Copy out all the lines below without changing anything, and leave the pictures out of your copy.
▽
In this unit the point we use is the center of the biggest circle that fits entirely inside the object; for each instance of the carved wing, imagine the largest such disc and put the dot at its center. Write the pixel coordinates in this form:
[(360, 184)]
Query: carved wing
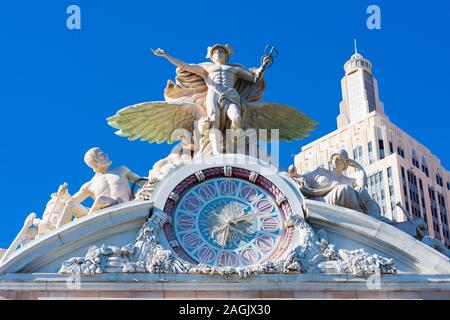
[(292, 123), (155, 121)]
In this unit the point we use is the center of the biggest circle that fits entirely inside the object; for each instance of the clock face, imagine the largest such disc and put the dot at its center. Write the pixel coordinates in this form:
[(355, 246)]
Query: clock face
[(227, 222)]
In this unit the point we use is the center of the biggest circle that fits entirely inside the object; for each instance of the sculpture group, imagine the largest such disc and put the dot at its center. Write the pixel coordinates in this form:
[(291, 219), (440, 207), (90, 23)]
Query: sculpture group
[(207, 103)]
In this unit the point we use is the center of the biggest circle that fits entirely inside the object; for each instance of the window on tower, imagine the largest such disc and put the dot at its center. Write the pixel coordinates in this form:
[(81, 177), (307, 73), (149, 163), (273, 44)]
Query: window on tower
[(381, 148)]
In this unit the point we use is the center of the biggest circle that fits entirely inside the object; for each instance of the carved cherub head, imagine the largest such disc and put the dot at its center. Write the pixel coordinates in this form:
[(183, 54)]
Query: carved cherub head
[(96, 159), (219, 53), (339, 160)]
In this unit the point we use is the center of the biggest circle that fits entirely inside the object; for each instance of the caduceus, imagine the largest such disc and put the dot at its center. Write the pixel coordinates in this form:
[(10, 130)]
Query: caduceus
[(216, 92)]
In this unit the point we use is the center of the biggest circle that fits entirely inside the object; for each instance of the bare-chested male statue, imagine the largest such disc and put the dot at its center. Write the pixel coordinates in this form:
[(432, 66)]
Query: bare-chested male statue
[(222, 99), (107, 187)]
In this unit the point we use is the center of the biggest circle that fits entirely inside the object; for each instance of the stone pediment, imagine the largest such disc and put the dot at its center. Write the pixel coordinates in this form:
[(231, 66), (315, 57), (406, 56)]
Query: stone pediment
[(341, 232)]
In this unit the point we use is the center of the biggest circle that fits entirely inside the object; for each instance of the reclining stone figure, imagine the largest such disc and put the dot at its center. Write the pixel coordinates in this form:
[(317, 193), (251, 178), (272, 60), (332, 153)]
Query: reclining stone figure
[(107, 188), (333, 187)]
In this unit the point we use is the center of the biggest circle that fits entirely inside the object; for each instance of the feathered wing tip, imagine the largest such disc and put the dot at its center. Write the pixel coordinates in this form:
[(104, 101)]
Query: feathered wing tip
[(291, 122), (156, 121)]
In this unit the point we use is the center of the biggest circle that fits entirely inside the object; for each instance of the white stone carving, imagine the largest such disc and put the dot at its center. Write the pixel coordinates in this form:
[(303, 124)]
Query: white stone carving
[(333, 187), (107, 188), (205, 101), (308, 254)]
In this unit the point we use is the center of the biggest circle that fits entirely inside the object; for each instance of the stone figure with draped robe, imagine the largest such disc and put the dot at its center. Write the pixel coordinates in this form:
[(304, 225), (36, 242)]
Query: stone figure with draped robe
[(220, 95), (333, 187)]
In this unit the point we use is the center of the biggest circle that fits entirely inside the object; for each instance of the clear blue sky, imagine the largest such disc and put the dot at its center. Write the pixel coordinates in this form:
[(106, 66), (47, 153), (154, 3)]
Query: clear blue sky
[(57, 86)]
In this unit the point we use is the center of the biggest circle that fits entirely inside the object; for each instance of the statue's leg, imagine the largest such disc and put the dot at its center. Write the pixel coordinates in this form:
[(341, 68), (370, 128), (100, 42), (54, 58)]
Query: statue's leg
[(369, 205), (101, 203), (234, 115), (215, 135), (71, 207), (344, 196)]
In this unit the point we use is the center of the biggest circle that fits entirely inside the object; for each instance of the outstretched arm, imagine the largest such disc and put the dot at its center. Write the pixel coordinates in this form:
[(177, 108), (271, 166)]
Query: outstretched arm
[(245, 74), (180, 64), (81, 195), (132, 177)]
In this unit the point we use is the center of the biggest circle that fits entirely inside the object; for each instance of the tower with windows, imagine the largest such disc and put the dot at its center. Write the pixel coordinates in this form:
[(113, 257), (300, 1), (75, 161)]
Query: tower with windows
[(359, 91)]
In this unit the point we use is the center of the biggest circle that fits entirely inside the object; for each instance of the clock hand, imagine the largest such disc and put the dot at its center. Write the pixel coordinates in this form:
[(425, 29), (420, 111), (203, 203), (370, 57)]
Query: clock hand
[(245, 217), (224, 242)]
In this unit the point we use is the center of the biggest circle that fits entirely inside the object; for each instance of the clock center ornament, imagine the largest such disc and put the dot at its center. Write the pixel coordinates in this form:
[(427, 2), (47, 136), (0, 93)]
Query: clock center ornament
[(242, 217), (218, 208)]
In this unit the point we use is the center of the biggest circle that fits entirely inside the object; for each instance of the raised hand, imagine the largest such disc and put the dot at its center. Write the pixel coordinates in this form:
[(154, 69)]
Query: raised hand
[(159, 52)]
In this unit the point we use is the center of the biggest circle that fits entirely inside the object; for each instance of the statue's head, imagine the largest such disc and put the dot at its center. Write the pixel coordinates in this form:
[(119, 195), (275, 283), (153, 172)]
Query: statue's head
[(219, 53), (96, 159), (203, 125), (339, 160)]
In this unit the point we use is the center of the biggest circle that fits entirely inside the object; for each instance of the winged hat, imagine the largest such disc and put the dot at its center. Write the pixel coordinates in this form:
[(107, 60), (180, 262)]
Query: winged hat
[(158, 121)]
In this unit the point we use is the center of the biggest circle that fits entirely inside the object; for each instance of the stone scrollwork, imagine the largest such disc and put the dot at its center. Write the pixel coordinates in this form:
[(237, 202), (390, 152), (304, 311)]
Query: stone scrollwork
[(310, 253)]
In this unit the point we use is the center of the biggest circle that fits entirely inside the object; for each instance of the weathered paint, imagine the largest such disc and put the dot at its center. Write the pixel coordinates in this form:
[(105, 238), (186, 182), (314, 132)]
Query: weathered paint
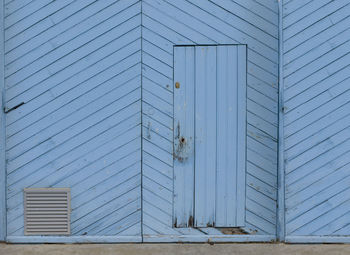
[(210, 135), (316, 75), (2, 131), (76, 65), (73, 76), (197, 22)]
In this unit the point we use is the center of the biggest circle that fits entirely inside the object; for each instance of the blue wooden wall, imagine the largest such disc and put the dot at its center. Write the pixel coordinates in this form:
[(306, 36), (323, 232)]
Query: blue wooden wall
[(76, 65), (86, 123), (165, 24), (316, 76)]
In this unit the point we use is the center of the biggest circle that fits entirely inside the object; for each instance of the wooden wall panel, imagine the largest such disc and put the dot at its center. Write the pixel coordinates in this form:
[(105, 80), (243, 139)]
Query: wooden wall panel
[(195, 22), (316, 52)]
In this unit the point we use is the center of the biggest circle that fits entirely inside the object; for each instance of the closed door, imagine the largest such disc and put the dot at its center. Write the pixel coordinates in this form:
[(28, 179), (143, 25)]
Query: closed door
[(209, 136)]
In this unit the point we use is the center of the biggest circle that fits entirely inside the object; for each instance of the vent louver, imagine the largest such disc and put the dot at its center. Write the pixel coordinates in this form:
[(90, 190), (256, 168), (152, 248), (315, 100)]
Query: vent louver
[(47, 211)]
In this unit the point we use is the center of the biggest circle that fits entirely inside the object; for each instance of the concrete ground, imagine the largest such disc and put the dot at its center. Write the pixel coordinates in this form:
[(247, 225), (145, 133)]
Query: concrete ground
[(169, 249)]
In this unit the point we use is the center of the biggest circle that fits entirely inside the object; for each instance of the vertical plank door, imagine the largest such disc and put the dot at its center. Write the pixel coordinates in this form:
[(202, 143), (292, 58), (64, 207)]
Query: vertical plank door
△
> WRITTEN RESPONSE:
In this unit the point we use is the center of the biggest circle that fits entirely inside the object; for each instance of the carved wing, imagine the largest such disc and put the dot at its center. Write the pixel coordinates in this form:
[(360, 184)]
Query: carved wing
[(292, 123), (155, 121)]
In this unit the point we use is the center of the biggest circle that fits entirely inside the object; for each instance of the clock face, imagine the largest such disc and put the dot at its center. Write the pixel coordinates in this form:
[(355, 246)]
Query: clock face
[(227, 222)]
In this unit the point we use is the center of the biggest circle that fits entirely inside the object; for each instance of the sculpture group, imagine the largest such disc and put the dot at its center. Write the pixel coordinates in this form:
[(291, 219), (440, 207), (90, 23)]
Query: sculpture group
[(207, 103)]
In this unit the point we use is the center of the biggest circle that fits entirely inside the object; for each instance of the window on tower, imagine the largest such disc and put the dot at its center. Write the pixel coordinates in this form:
[(81, 177), (307, 73), (149, 163), (273, 44)]
Query: window on tower
[(381, 148)]
In this unit the point we use is the center of the biggest circle that fits entirely inside the object; for each instance of the carved cherub head, imagine the largest such disc and put the dot at its center. Write the pixel coordinates in this form:
[(183, 54)]
Query: carved cherub head
[(96, 159), (219, 53), (339, 160)]
In this unit the point we use is the center of the biggest circle that fits entirely inside the object; for each instance of the caduceus, imagine the largest such disc and put the dot at its center. Write the pixel coordinates in this form:
[(10, 130)]
Query: caduceus
[(216, 92)]
In this unit the point we use is the center of the biggest circle that fits entirely inside the object; for each instance of the bare-chested male statue, imagine the largest such disc and put the dot at its center. Write the pixel coordinates in this form:
[(432, 66)]
Query: bare-chested male statue
[(222, 99), (107, 187)]
In this unit the point we use is the center of the biggest circle that fits entirely inside the object; for each instance of the stone pediment, imagine the largest such disc and put the dot at its center. Write the pixel coordinates in this form:
[(231, 66), (315, 57), (406, 56)]
Query: stone pediment
[(341, 232)]
In this unit the point we use is the center of the biggest circle that fits entirely inside the object; for each instance of the reclining stone figure, imagine the largest such disc and put the dot at its center. Write the pixel coordinates in this form:
[(317, 193), (251, 178), (272, 60), (332, 153)]
Query: reclining stone figure
[(107, 188), (333, 187)]
In this unit the point we use is the center of the biggest circle that fits entirely inside the object; for each instance of the feathered wing tip, imagine the largest such disc and put the dot at its center. Write the pixel coordinates in this form:
[(104, 101)]
Query: feathered wing tip
[(291, 122), (156, 121)]
In this unit the point we use is the center of the biggest circle that fits entirely inside the object; for each instance of the white stone carving, imagine the largest such disc and put the dot at its center. Write the pixel coordinates in this form:
[(303, 124)]
Query: white stone carving
[(333, 187), (107, 188), (205, 101), (308, 254)]
In this unit the point we use is the center of the biggest circle that fits entirely inside the object; for each instance of the stone figure with draped robe, imagine the largest such disc and put the dot at its center. Write the pixel coordinates in this form:
[(304, 225), (36, 242)]
Query: stone figure with draped robe
[(220, 95), (333, 187)]
In this unit the point we use is the center of the biggest circle that fits entirely inside the object; for each instance of the clear blue sky, imagine the largest such disc and put the dot at its center. Write the pixel coordinates in this form:
[(106, 66), (47, 153), (154, 3)]
Query: clear blue sky
[(57, 86)]
In this unit the point we use is the center of the biggest circle that fits entirely inside the object; for each instance of the statue's leg, imagine the largest such disc and put the dot at its center. Write the pixel coordinates in this form:
[(341, 68), (370, 128), (100, 42), (54, 58)]
Query: statue's leg
[(369, 205), (101, 203), (234, 115), (215, 135), (71, 207), (344, 196)]
In this unit the point we use is the center of the biggest circle that fits entirely inside the object; for each instance of the outstretched arm, imagine the largest such disc and put the dot at its center. Write the pixel coordinates in this form:
[(177, 108), (271, 166)]
Query: outstretched arm
[(245, 74), (180, 64), (81, 195), (132, 177)]
In this unit the point we use is the center of the biggest circle that fits entirely inside the object; for each instance of the tower with windows, imagine the largest such disc and put the dot at its center. Write the pixel coordinates in this form:
[(113, 257), (300, 1), (75, 161)]
Query: tower with windows
[(359, 91)]
In this unit the point we use is the center of the biggest circle that fits entirely inside the object; for each instance of the clock hand, imagine the largest such disc and put the dot at its center. Write the pixel coordinates in this form:
[(425, 29), (420, 111), (203, 203), (370, 57)]
Query: clock hand
[(245, 217), (224, 242)]
In this unit the point we use is the center of the biggest circle that fits entirely inside the object; for each instance of the clock center ornament, imagine the largest such disc and put the dot at its center. Write the pixel coordinates in this form:
[(427, 2), (47, 136), (0, 93)]
Query: clock center ornament
[(242, 217), (218, 208)]
In this unit the point we use is the center of the biggest circle that fits entirely inside the object; for each instance of the raised hand, imagine the largest such disc and put the dot at its center. Write the pixel coordinates in this form:
[(154, 69)]
Query: raised hand
[(159, 52)]
In this unit the point we use is the center of the biggest circle that fits entirely inside the object; for each instance of the statue's head, imagine the largest such disc and put the dot at its center. Write the pixel coordinates in this form:
[(119, 195), (275, 283), (153, 172)]
Query: statue's head
[(219, 53), (96, 159), (203, 125), (339, 160)]
In this unit the point we use is the center of the biggest circle that fits entirely inside the object; for each instance of the winged hat, imagine the largest such disc and put the dot at its center. Write the pixel coordinates in this form:
[(107, 60), (180, 262)]
Query: winged hat
[(158, 121)]
In this unit the point we use is the center of the biggest circle that fits entirely inside the object; for each instance of the stone scrollwork, imagine the largest such disc and put the dot at its center. Write the pixel coordinates in this form:
[(237, 202), (390, 152), (304, 311)]
Query: stone scrollwork
[(310, 253)]
In this unit the point we use is the center of the biggest circle that fits entirely inside the object; for each instance of the weathered paint, imagine the largest such disc and put the dot at its center. Write the pixel coordinates in this form:
[(105, 238), (186, 182), (314, 132)]
Query: weathered paint
[(210, 135), (316, 75), (2, 131), (76, 65), (73, 76), (197, 22)]
In this unit the point we use is the center of the biggest circle that fits entirely inside the object; for each instance of the blue wooden wall, imagine the largest such disc and put the dot at its center. Write the pixel coordinates in this form:
[(306, 36), (323, 232)]
Query: blue wooden wall
[(76, 65), (86, 123), (165, 24), (316, 76)]
In this unit the point we use is the center of the biggest circle that fits entirely inside the object; for each instance of the wooden wall panel, imagine the largest such disc and put the dot at its center. Write the pixel coordinates in this form:
[(105, 80), (243, 139)]
Query: wooden wall panel
[(195, 22), (316, 52)]
In this unit the point we use is the center of the biggest circle that fits entirely inside the object; for each instance of the closed door, imagine the largest such disc and put the dot at its center. Write the pixel coordinates in this form:
[(28, 179), (143, 25)]
Query: closed door
[(209, 136)]
In this unit the point we use is the center of the biggest circle that fits entirely inside the object; for each instance of the vent louver, imagine the largest such disc and put the dot at its center. Write the pixel coordinates in this form:
[(90, 190), (256, 168), (152, 248), (315, 100)]
Query: vent louver
[(47, 211)]
In this unit the point we use is the center of the biggest circle that fits entirely inside the object; for each instance of the concrete ground, imagine the largest such disc and put the dot at its center. Write the pixel coordinates in this form:
[(247, 225), (145, 133)]
Query: concrete ground
[(169, 249)]
In this unit the point we use is the center of the biggest circle that fits entirely inside the object; for each instance of the vertical plank door, imagine the largest such disc and put the dot at its center. Write the pixel coordinates in this form:
[(202, 143), (292, 58), (64, 207)]
Query: vertical plank door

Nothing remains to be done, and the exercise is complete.